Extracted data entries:
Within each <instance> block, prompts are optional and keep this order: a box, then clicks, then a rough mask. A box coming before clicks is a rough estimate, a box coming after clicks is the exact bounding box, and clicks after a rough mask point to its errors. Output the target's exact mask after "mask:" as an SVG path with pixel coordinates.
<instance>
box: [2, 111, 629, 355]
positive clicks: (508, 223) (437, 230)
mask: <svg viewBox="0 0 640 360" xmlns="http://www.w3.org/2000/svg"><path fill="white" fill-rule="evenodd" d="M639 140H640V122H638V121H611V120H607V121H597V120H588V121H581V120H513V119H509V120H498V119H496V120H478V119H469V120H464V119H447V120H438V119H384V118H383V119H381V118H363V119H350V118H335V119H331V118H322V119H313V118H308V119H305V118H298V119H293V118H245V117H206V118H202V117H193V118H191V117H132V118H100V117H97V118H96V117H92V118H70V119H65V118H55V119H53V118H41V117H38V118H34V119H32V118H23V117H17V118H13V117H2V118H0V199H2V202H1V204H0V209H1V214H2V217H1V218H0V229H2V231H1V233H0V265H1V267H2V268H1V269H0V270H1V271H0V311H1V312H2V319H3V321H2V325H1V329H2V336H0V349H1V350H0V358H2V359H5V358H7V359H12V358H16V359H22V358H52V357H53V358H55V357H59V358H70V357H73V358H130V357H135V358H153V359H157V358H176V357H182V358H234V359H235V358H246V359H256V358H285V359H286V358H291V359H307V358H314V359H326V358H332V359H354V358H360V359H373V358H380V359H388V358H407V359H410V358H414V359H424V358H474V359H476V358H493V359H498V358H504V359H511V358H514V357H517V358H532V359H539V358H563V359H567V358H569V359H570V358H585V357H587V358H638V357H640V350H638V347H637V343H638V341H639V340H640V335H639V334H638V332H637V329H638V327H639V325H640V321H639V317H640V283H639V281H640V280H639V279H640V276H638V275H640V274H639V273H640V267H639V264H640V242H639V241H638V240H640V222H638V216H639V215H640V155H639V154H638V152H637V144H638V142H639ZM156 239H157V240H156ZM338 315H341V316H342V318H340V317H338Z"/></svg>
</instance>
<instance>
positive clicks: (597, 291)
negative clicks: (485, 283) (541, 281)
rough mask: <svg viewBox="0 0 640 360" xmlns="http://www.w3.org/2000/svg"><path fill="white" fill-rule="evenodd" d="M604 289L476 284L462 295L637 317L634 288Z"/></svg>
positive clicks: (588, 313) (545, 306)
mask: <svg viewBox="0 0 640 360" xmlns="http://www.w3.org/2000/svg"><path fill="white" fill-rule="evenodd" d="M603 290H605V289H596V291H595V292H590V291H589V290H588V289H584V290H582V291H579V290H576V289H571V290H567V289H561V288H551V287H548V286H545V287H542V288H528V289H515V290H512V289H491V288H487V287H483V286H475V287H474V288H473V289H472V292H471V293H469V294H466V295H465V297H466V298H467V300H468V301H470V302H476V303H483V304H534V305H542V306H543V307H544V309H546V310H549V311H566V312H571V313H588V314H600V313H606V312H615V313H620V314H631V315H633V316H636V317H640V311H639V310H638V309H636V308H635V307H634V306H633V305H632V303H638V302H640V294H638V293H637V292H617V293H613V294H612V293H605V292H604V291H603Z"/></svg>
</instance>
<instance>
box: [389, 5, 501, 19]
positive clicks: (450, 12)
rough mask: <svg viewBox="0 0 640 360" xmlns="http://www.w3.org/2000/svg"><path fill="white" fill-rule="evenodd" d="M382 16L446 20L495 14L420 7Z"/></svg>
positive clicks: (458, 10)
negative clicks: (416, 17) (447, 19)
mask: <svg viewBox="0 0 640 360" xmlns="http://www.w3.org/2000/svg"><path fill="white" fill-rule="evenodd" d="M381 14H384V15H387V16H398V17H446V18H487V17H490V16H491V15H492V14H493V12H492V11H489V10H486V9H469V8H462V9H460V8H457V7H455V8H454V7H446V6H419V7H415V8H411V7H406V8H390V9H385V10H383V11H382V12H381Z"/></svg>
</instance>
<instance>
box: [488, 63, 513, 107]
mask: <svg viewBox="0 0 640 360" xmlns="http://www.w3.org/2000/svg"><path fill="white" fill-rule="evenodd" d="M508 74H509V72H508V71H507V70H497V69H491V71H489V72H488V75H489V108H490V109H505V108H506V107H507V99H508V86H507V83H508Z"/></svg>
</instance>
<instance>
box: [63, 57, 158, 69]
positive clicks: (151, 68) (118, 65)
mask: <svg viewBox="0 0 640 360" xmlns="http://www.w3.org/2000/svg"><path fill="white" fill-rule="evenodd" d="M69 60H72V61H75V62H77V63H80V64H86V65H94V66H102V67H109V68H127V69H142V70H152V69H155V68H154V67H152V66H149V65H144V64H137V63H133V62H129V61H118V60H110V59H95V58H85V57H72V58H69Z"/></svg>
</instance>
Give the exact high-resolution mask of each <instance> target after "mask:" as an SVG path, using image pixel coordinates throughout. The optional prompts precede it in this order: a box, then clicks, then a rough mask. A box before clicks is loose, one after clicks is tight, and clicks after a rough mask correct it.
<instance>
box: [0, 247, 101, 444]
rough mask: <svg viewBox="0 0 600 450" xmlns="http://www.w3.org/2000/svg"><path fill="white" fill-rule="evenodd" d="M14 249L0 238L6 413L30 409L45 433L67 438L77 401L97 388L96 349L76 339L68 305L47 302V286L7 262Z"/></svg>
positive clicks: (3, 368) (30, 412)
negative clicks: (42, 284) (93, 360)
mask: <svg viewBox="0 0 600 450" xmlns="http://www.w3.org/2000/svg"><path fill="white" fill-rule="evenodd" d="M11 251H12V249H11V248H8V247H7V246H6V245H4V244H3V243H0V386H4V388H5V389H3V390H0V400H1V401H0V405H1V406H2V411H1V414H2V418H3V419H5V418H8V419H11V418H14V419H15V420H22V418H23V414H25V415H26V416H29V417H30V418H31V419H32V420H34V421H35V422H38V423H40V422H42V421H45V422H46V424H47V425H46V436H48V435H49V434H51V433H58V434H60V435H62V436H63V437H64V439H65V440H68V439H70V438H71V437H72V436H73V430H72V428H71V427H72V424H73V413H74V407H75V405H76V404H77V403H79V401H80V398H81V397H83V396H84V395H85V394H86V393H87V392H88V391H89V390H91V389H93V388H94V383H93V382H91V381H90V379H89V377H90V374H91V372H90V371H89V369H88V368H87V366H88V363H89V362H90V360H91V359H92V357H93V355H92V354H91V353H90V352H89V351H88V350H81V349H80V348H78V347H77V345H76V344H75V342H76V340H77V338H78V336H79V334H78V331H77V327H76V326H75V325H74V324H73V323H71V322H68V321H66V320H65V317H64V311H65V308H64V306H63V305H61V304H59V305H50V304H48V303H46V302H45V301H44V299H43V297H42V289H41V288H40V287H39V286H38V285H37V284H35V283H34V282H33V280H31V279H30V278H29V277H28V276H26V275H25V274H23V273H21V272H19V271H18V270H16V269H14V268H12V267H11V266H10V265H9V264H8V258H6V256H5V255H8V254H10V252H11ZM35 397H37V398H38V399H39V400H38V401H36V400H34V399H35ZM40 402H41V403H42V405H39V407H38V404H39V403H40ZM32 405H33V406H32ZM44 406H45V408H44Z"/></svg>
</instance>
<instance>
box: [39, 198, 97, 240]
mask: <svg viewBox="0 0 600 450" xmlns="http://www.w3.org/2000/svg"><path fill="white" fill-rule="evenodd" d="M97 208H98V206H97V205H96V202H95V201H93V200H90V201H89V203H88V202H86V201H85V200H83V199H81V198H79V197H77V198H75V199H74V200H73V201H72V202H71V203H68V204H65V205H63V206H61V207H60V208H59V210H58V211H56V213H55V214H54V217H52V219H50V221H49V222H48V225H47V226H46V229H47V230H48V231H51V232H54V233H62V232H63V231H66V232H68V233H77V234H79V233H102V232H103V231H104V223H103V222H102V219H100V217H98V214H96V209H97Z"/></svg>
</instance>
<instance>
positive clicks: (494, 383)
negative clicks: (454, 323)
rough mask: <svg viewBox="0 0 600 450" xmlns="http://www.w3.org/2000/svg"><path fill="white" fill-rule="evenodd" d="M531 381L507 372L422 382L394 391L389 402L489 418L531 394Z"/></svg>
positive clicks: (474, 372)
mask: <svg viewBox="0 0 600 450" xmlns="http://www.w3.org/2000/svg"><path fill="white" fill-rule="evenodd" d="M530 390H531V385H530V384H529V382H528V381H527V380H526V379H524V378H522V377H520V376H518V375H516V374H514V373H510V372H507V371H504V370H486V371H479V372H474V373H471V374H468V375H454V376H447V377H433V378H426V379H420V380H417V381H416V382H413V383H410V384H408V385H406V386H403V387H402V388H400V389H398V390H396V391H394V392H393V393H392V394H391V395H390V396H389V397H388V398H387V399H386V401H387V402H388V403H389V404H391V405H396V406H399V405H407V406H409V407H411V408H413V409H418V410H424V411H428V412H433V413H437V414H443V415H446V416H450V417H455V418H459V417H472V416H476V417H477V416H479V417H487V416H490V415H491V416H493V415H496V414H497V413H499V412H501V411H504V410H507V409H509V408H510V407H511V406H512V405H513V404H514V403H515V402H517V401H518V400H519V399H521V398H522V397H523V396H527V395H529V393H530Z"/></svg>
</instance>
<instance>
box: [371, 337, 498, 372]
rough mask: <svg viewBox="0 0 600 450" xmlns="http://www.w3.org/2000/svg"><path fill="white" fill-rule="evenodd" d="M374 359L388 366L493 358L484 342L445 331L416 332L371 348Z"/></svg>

REQUIREMENT: Starting at the first line of the material and stopping after the line that contains "positive clicks: (508, 223) (437, 230)", render those lines as a Markdown table with the columns Row and Line, numbering each row. Skip any blank lines.

TASK ANSWER:
| Row | Line |
|---|---|
| 1 | Within each <instance> block, prompts are optional and keep this order: a box, then clicks, then a rough mask. A box coming before clicks is a rough estimate, a box coming after clicks is the exact bounding box, and clicks after a rough mask point to its errors. Output the target's exact mask after "mask:" as an SVG path with pixel coordinates. |
| 2 | <instance> |
| 3 | box: [2, 111, 629, 355] |
| 4 | positive clicks: (508, 223) (437, 230) |